-- Data for this exercise follows --
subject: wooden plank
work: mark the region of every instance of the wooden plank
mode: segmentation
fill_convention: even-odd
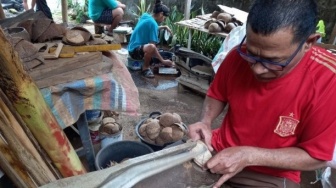
[[[63,48],[64,44],[63,43],[58,43],[57,48],[53,53],[46,53],[43,55],[44,59],[57,59],[61,53],[61,50]]]
[[[42,11],[37,11],[36,13],[34,12],[33,9],[27,10],[16,17],[12,18],[6,18],[3,20],[0,20],[0,25],[2,28],[7,28],[7,27],[13,27],[17,25],[18,23],[28,20],[28,19],[38,19],[38,18],[45,18],[45,15],[43,14]]]
[[[64,46],[62,50],[74,50],[75,52],[102,52],[110,50],[120,50],[120,44],[101,44],[101,45],[87,45],[87,46]],[[52,47],[49,53],[56,50],[56,47]]]
[[[209,89],[208,80],[204,79],[198,79],[194,77],[181,75],[180,77],[176,78],[176,81],[179,84],[182,84],[188,88],[191,88],[203,94],[206,94]]]
[[[192,67],[191,70],[198,74],[204,74],[208,76],[212,76],[215,74],[213,68],[209,66],[196,65]]]
[[[200,19],[200,18],[193,18],[191,20],[182,20],[182,21],[176,22],[177,25],[184,26],[190,29],[195,29],[198,31],[202,31],[208,34],[220,36],[223,38],[229,35],[228,33],[225,33],[225,32],[209,32],[208,29],[204,28],[204,23],[205,23],[205,20]]]
[[[111,62],[101,62],[99,64],[89,65],[86,67],[81,67],[76,70],[65,72],[63,74],[58,74],[51,76],[42,80],[35,81],[38,88],[45,88],[57,84],[72,82],[75,80],[80,80],[84,78],[94,77],[101,74],[106,74],[111,72],[112,63]]]
[[[44,65],[38,66],[36,69],[32,69],[32,71],[28,72],[28,74],[33,78],[33,80],[37,81],[72,70],[77,70],[81,67],[98,64],[101,61],[101,52],[82,54],[71,59],[60,58],[57,60],[46,60]]]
-- Data for this exercise concluded --
*Exercise directions*.
Print the whole listing above once more, word for word, without its pictures.

*Expected answer*.
subject: wooden plank
work: mark the region of every instance of the wooden plank
mode: segmentation
fill_convention: even-odd
[[[63,48],[64,44],[63,43],[58,43],[57,48],[53,53],[46,53],[43,55],[44,59],[57,59],[61,53],[61,50]]]
[[[42,11],[37,11],[36,13],[34,12],[33,9],[27,10],[16,17],[12,18],[6,18],[3,20],[0,20],[0,25],[2,28],[7,28],[7,27],[13,27],[17,25],[18,23],[28,20],[28,19],[38,19],[38,18],[45,18],[45,15],[43,14]]]
[[[64,46],[62,50],[74,50],[75,52],[102,52],[110,50],[120,50],[120,44],[101,44],[101,45],[87,45],[87,46]],[[52,47],[49,53],[56,50],[56,47]]]
[[[209,89],[208,80],[204,79],[198,79],[194,77],[181,75],[180,77],[176,78],[176,81],[179,84],[182,84],[188,88],[191,88],[203,94],[206,94]]]
[[[192,67],[191,70],[198,74],[204,74],[208,76],[212,76],[215,74],[213,68],[209,66],[196,65]]]
[[[200,19],[200,18],[193,18],[191,20],[182,20],[182,21],[176,22],[177,25],[184,26],[190,29],[195,29],[198,31],[202,31],[208,34],[220,36],[223,38],[229,35],[228,33],[225,33],[225,32],[209,32],[208,29],[204,28],[204,23],[205,23],[205,20]]]
[[[111,62],[101,62],[99,64],[89,65],[86,67],[81,67],[76,70],[65,72],[63,74],[58,74],[51,76],[42,80],[35,81],[38,88],[45,88],[57,84],[72,82],[75,80],[80,80],[84,78],[94,77],[101,74],[106,74],[111,72],[112,63]]]
[[[44,65],[38,66],[36,69],[32,69],[32,71],[28,72],[28,74],[33,78],[33,80],[37,81],[72,70],[77,70],[81,67],[98,64],[101,61],[101,52],[82,54],[71,59],[60,58],[57,60],[46,60]]]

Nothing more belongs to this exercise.